(Object point labels)
--------------------------------

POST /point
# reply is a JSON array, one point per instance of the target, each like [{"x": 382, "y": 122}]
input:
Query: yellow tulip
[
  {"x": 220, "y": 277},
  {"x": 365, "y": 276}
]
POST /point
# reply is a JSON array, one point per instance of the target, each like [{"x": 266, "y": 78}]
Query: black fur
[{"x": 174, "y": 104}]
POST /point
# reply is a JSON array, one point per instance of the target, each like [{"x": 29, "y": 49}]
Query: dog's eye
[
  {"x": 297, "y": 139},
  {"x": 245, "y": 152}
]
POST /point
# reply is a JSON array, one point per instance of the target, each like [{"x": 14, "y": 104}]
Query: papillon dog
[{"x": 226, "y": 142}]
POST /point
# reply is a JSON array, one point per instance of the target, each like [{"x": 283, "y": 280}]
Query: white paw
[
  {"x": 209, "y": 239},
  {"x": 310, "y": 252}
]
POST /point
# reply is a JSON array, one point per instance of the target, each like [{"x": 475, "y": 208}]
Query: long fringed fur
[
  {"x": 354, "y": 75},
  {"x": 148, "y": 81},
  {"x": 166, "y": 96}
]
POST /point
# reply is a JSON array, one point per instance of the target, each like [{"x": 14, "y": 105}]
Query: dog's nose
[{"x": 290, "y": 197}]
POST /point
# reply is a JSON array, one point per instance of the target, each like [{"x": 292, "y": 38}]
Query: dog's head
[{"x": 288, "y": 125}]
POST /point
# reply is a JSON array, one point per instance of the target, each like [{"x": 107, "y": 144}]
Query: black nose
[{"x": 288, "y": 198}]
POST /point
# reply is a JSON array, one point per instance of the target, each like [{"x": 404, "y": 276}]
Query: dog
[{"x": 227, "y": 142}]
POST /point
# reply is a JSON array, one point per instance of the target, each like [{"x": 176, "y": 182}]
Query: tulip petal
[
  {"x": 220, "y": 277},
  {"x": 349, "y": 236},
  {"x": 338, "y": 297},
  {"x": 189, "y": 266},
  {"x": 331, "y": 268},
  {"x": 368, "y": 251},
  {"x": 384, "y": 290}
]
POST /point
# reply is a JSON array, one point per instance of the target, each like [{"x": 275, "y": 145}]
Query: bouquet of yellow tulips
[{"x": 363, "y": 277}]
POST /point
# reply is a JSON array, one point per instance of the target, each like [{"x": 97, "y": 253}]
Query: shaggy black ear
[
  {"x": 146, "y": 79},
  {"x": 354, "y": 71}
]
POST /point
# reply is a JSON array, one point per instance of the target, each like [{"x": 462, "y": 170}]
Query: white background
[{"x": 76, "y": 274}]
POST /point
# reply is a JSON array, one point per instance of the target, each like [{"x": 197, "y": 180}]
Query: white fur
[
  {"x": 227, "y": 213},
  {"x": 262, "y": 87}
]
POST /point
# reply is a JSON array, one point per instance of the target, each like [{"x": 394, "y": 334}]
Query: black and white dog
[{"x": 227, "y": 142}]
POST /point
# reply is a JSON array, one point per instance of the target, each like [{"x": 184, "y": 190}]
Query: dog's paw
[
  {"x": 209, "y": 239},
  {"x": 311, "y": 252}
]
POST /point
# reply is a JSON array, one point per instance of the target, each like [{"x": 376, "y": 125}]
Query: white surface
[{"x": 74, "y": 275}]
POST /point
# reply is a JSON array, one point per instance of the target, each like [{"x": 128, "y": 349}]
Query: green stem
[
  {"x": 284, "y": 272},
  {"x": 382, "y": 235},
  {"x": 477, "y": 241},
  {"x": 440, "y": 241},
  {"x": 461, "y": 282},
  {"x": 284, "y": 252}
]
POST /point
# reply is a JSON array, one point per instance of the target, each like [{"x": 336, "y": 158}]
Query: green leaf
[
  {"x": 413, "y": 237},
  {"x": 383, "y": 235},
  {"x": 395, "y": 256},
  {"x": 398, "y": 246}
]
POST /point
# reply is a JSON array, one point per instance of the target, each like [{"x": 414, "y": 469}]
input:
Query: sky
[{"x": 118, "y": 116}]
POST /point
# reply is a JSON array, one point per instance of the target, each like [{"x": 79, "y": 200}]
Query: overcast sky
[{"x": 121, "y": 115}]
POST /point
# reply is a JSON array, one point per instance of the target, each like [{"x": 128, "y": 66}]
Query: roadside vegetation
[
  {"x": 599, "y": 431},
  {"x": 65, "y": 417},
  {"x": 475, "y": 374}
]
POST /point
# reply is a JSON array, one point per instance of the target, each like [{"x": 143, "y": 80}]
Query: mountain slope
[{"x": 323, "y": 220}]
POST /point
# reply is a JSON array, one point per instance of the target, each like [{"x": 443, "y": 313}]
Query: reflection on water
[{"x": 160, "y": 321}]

--------------------------------

Given problem
Output every entry shown above, exactly.

Finished exercise
POST /point
# reply is a JSON array, one point per instance of the target, each like [{"x": 382, "y": 122}]
input:
Query: yellow tulip
[
  {"x": 220, "y": 277},
  {"x": 365, "y": 276}
]
POST /point
# reply is a JSON array, one point per instance of the target, each like [{"x": 266, "y": 78}]
Query: black fur
[{"x": 174, "y": 104}]
POST /point
# reply is a JSON array, one point per instance of the target, each like [{"x": 29, "y": 49}]
Query: dog's eye
[
  {"x": 297, "y": 139},
  {"x": 245, "y": 152}
]
POST /point
# reply is a JSON array, one point per instance of the target, each like [{"x": 14, "y": 104}]
Query: papillon dog
[{"x": 226, "y": 142}]
POST /point
# reply is a JSON array, one point per instance of the target, each like [{"x": 283, "y": 280}]
Query: white paw
[
  {"x": 209, "y": 239},
  {"x": 310, "y": 252}
]
POST /point
# reply is a JSON array, one point per instance of the target, each like [{"x": 475, "y": 208}]
Query: long fringed fur
[
  {"x": 354, "y": 75},
  {"x": 148, "y": 81},
  {"x": 166, "y": 96}
]
POST /point
# reply is a JSON array, one point per instance of the target, each like [{"x": 14, "y": 105}]
Query: dog's nose
[{"x": 290, "y": 197}]
POST /point
# reply is a JSON array, one point per instance of the target, each like [{"x": 292, "y": 38}]
Query: dog's head
[{"x": 288, "y": 125}]
POST /point
# reply is a JSON array, one point per instance of the target, each like [{"x": 107, "y": 144}]
Query: black nose
[{"x": 288, "y": 198}]
POST /point
# reply is a JSON array, one point per instance of the target, each like [{"x": 404, "y": 276}]
Query: dog
[{"x": 227, "y": 142}]
POST /point
# reply is a JSON array, one point per instance of the target, each like [{"x": 176, "y": 182}]
Query: tulip petal
[
  {"x": 220, "y": 277},
  {"x": 349, "y": 236},
  {"x": 338, "y": 297},
  {"x": 189, "y": 266},
  {"x": 331, "y": 268},
  {"x": 368, "y": 251},
  {"x": 384, "y": 290}
]
POST /point
# reply is a JSON array, one point per instance of the target, each like [{"x": 275, "y": 145}]
Query: bouquet of yellow tulips
[{"x": 363, "y": 277}]
POST /point
# reply is a JSON array, one point per instance of the target, each like [{"x": 97, "y": 253}]
Query: shaggy black ear
[
  {"x": 146, "y": 79},
  {"x": 354, "y": 71}
]
POST /point
# reply is a JSON array, one point per instance of the target, each like [{"x": 462, "y": 170}]
Query: white background
[{"x": 76, "y": 274}]
POST /point
# reply is a JSON array, one point per instance of the target, each like [{"x": 197, "y": 180}]
Query: white fur
[
  {"x": 227, "y": 213},
  {"x": 262, "y": 87}
]
POST /point
# reply is a JSON array, one point per instance of the target, each like [{"x": 394, "y": 334}]
Query: black and white dog
[{"x": 227, "y": 142}]
POST /point
# reply is a JSON array, one point per instance of the target, each like [{"x": 184, "y": 190}]
Query: dog's paw
[
  {"x": 209, "y": 239},
  {"x": 311, "y": 252}
]
POST /point
# reply is a JSON array, one point per instance of the target, each like [{"x": 376, "y": 125}]
Query: white surface
[{"x": 74, "y": 275}]
POST /point
# reply is a JSON array, one point per instance of the target, each like [{"x": 128, "y": 349}]
Query: green stem
[
  {"x": 284, "y": 272},
  {"x": 382, "y": 235},
  {"x": 477, "y": 241},
  {"x": 440, "y": 241},
  {"x": 461, "y": 282},
  {"x": 284, "y": 252}
]
POST /point
# reply is a JSON array, one point per instance of the target, each like [{"x": 336, "y": 158}]
Query: green leaf
[
  {"x": 413, "y": 237},
  {"x": 383, "y": 235},
  {"x": 395, "y": 256},
  {"x": 398, "y": 246}
]
POST /point
# reply is a JSON array, one point per instance of the target, each like [{"x": 414, "y": 469}]
input:
Query: sky
[{"x": 118, "y": 116}]
POST /point
# reply is a JSON array, one point per instance of the target, each like [{"x": 79, "y": 200}]
Query: overcast sky
[{"x": 121, "y": 115}]
POST /point
# reply is a JSON array, one point per instance of the target, each like [{"x": 128, "y": 66}]
Query: roadside vegetation
[
  {"x": 599, "y": 431},
  {"x": 65, "y": 417},
  {"x": 475, "y": 374}
]
POST /point
# reply is a JSON array, one point per instance of the target, each like [{"x": 143, "y": 80}]
Query: mountain slope
[{"x": 323, "y": 220}]
POST /point
# reply is a JSON array, one point per instance of the target, each like [{"x": 443, "y": 313}]
Query: reflection on water
[{"x": 160, "y": 321}]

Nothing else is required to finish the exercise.